• [PASSAGE SHOWN]
Monday, January 08, 2007

Note to AN: Leave the Sensationalism to the Artists

Because I find art enthralling enough as it is, I don't understand what seems to be a rising trend toward sensationalism in reporting at The Art Newspaper (AN). Perhaps they've always been this histrionic about the "news" and I've just only recently noticed, but it's getting a bit embarassing.

Recently
I noted the melodramatic headline in an AN article on the market (which twice used rare examaples to making sweeping generalizations about who you shouldn't trust in the art market) and how, although it raised some interesting question, it was overall misleading. Today, another writer virtually screams between the lines "Get excited...this is huge...are you reading?!?" I haven't encountered such heavy-handed reporting since my Junior High School weekly. And I'm not saying the story isn't noteworthy, mind you. Just that it smacks of breathlessness. Here's a snippet:

We can report that a painting in the National Maritime Museum in London was looted by British troops from the Mürwik Naval Academy, in Germany, and later presented to the Greenwich museum. We have tracked down a 1945 photograph, showing the picture hanging in the main hall of the academy (right). Mürwik is near the port of Flensburg, on the Baltic coast, near the Danish border.

[...]

Nothing is known about how the Bergen painting was acquired, but it was probably taken from the ceremonial hall in May 1945 by British troops. It was taken to the UK, where it came under the control of the government’s Naval War Trophies Committee. In early 1947 the committee allocated the picture to the National Maritime Museum. Partly because of its size, it has mainly been in store, where it is now.
Who writes like that? "We can report...." OK, so apparently Martin Bailey (whom I don't know, but assume is a likeable enough person) writes like that. But why wasn't this nostalgic dose of film-noir-esque prose edited down a few hundred notches? Especially if it does turn out the painting should be returned, doesn't the story deserve a more objective treatment? Or is this an editorial posing as reporting?

Compare the AN's tone with the calm, evenhanded, rational response of the National Maritime Museum:

The National Maritime Museum told The Art Newspaper that although it suspected the picture might have come from Mürwik, it had no conclusive evidence, and had not yet contacted the naval academy: “we are planning to complete our research as far as possible before contacting any other organisations.” The museum also said that its initial research on works of art with an unclear provenance for the Nazi period had focussed on objects “that had been misappropriated by Nazi Germany and its allies”—not by British forces.

• [MATERIAL PROVIDED]
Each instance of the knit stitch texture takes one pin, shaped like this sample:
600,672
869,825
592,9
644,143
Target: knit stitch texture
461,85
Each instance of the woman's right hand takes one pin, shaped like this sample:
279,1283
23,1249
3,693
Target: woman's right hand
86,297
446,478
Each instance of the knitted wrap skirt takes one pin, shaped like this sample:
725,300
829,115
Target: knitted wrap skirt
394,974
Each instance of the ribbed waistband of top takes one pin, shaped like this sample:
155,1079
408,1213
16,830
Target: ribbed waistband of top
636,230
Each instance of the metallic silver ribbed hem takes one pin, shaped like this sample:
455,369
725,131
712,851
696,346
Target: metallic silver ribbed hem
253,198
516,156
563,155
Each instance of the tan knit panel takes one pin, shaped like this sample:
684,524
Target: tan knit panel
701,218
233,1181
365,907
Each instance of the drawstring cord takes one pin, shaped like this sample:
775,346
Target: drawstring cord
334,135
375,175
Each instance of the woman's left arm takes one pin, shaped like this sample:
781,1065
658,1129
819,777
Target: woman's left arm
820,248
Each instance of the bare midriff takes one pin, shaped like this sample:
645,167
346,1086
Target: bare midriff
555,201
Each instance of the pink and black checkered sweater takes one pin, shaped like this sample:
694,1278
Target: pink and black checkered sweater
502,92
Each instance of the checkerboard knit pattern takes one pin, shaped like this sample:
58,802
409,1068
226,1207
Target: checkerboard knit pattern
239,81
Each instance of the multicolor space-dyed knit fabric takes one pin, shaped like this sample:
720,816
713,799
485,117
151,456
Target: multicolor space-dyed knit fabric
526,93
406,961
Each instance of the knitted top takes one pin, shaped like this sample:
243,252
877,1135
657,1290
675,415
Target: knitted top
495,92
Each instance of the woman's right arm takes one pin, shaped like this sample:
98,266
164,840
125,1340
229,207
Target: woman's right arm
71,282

• [TASKS TO COMPLETE]
1. According to the blog post, when did the Naval War Trophies Committee allocate the painting to the National Maritime Museum?
2. Collect every line of the listing that contains the string "space", treating uppercase and lowercase as different.

• [THE ANSWERS]
1. In early 1947.

2.
Each instance of the multicolor space-dyed knit fabric takes one pin, shaped like this sample:
Target: multicolor space-dyed knit fabric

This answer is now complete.